ENTRIES SHOWN:
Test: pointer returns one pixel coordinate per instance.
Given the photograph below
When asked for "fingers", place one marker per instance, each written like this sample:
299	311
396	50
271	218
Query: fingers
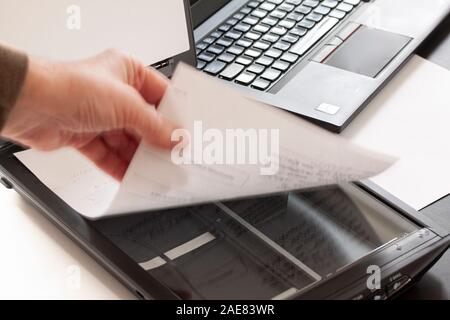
105	158
151	84
152	127
122	144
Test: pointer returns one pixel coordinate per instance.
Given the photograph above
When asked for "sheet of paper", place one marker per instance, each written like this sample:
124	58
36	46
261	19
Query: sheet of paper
73	178
306	157
410	120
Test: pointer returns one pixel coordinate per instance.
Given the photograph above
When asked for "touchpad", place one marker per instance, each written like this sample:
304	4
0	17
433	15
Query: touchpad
367	51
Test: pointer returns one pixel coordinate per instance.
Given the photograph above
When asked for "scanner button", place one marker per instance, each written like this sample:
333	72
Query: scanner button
6	183
328	108
397	285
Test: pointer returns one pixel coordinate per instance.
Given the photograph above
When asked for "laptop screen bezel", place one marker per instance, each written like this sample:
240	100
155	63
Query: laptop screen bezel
203	9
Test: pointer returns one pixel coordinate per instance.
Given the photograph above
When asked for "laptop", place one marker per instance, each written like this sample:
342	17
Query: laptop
320	59
315	244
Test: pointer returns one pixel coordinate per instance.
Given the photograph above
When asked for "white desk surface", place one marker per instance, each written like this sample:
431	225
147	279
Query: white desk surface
40	262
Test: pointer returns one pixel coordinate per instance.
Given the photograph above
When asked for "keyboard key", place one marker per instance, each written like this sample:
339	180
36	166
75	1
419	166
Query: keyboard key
286	7
206	56
261	28
239	16
352	2
244	61
345	7
262	45
209	40
286	23
289	57
215	67
216	34
338	14
243	27
303	10
225	42
256	69
253	53
271	74
259	13
246	10
322	10
314	36
307	24
290	38
271	37
253	4
201	64
267	6
260	84
297	17
298	31
313	16
273	53
216	49
224	27
265	61
278	14
281	45
237	50
329	3
251	20
232	71
252	35
245	78
281	65
311	3
232	21
227	57
202	46
233	34
244	43
270	21
280	31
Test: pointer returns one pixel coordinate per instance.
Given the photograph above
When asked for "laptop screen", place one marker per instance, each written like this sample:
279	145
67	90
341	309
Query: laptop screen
203	9
66	30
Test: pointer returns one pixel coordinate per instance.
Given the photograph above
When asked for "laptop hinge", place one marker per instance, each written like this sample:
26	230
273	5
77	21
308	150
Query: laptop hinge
165	66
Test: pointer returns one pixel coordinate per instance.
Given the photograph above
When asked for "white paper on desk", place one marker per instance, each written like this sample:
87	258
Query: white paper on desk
309	156
410	120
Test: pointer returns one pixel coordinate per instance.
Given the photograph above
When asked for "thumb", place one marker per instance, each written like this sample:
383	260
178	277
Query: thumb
136	115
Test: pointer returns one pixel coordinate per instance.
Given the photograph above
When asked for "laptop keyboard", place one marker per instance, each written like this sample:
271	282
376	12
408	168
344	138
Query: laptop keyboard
263	40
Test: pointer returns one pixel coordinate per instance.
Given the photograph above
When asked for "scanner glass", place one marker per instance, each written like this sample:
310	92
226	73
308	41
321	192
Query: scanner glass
261	248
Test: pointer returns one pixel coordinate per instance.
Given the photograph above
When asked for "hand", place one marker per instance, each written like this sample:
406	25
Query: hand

DIRECTIVE:
Every record must be copied exactly, with images dropped from the result.

ANSWER BELOW:
Test: pointer returns one pixel coordinate per instance.
Given the photograph below
When asked for "fingers", place one marker per instance, each written like this sample:
299	311
396	50
271	218
Query: fingers
105	158
151	84
152	127
122	144
Test: pointer returns one pixel coordinate per instance.
Given the photograph above
When asked for "sheet of paper", place one marker per instance, each written like this sample:
124	58
36	46
261	19
Query: sheet of paper
73	178
306	157
410	120
Test: pointer returns one pixel coordinate per instance.
Given the photograph above
When asked for "touchpad", place one marker per instance, each written like this sample:
304	4
0	17
433	15
Query: touchpad
367	51
Test: pointer returns one pixel coordinate per instance.
Given the photograph above
When asked for "scanner button", place one marker per instance, each written like this sample:
333	72
Query: scanner button
6	183
328	108
397	285
Test: pointer returns one pixel coordinate per instance.
Given the photograph above
When asked for "laptop screen bezel", place one marker per instance, each written like this sample:
240	100
155	63
Query: laptop screen bezel
203	9
Test: pointer returns one pixel coordinate per instance.
Given the photograph above
When asked for "laptop", place one marker per instance, each written like this sample:
342	17
Query: laptop
320	59
315	244
Test: pointer returns one pixel coordinate per instance.
Given the photograph above
When asked for "white desk surface", place one marker per instance, each written like this sample:
431	225
147	279
Query: white desk surface
40	262
Test: pointer returns one pixel coordinate per instance.
Given the photograph above
When asked for "keyboard key", place one marker per instance, each written like this sample:
339	180
36	166
75	1
419	166
Query: keyboard key
286	7
206	56
261	28
239	16
352	2
244	61
345	7
262	45
209	40
286	23
289	57
215	67
216	34
338	14
243	27
303	10
225	42
256	69
253	53
271	74
259	13
246	10
322	10
314	36
307	24
290	38
271	37
253	4
201	64
267	6
260	84
297	17
298	31
313	16
273	53
216	49
224	27
265	61
278	14
281	45
237	50
329	3
251	20
232	71
252	35
245	78
281	65
311	3
232	21
227	57
202	46
233	34
244	43
270	21
280	31
Test: pointer returns one pixel coordinate per instance.
Given the photograph above
When asked for "laptop screen", place one marker per instance, each written like this sample:
279	145
67	90
341	309
Query: laptop screen
203	9
66	30
Test: pointer returns one pixel coordinate per instance.
Given the photograph above
When asked for "laptop hinge", place one marker per instance, each written like this sample:
26	230
273	5
77	21
308	150
Query: laptop hinge
165	66
Test: pointer returns one pixel coordinate per instance.
Given the photograph above
When asked for "white paper on desk", place one marker per instance, each written like this sample:
87	258
Query: white paper on desk
309	156
410	120
Test: pointer returns one pixel coordinate per instance.
Given the photograph above
When asked for "thumb", place one marker per instance, each written like this sample:
383	260
178	277
Query: thumb
136	115
Test: pointer returns one pixel coordinate per instance.
Given the photograph above
When asked for "laptop keyboard", place one marker per instance, each written like this sample:
271	282
376	12
408	168
344	138
Query: laptop keyboard
263	40
Test: pointer returns one pixel coordinate per instance.
Given the photograph above
When asked for "scanner glass", place one marker per instance, each written like this sample:
310	92
226	73
308	41
321	192
Query: scanner glass
261	248
Test: pointer returns one pixel coordinate per instance.
Given the photograph above
When asked for "hand", place one marker per instance, each written like this sample:
406	25
Query: hand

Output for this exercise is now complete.